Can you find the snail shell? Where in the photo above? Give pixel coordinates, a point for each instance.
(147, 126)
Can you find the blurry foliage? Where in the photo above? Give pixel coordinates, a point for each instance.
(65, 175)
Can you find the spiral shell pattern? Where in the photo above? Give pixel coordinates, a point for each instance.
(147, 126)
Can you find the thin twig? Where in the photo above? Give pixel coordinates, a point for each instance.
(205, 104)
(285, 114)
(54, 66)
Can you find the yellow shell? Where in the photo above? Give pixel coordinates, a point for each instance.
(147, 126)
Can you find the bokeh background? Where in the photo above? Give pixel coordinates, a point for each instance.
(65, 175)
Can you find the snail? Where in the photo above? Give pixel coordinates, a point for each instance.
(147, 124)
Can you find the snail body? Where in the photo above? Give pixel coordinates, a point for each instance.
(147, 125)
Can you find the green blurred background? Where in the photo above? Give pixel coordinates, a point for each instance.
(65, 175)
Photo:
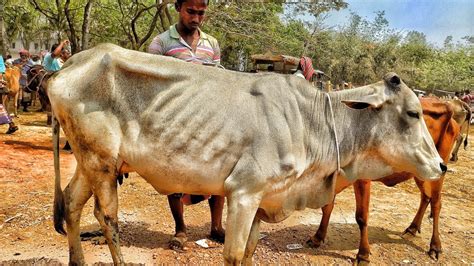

Exercise directions
The full text of the data above, exact and without pictures, is what to return.

Reply
Can you find the snail shell? Where in the photo above? Give pixel coordinates, a point for each instance.
(147, 126)
Can you find the blurry foliage? Where in the photo above? Give pixel coordinates, a point for each instance.
(65, 175)
Can you find the spiral shell pattern? Where in the photo above? Give pixel coordinates, a point for each instance.
(147, 126)
Can you find the thin twig? Where in the photo above? Give pixel coordinates, a point for each instance.
(205, 104)
(285, 114)
(54, 66)
Can you find the yellow shell? Where in the photo above? Give pixel coordinates, a point for each instance.
(147, 126)
Can you find the bokeh background? Where in the photo above? Give pixel coordinates, a point for each instance.
(65, 175)
Can you find the snail? Where in the photo above? Give pixel coordinates, a point for each instance.
(147, 124)
Can you find the snail body? Where in the photo above? Give pixel coordinates, a point for each instance.
(147, 125)
Can you find the green blurred background? Where in the photo above? Give pixel coordinates, a point for each instance.
(65, 175)
Photo:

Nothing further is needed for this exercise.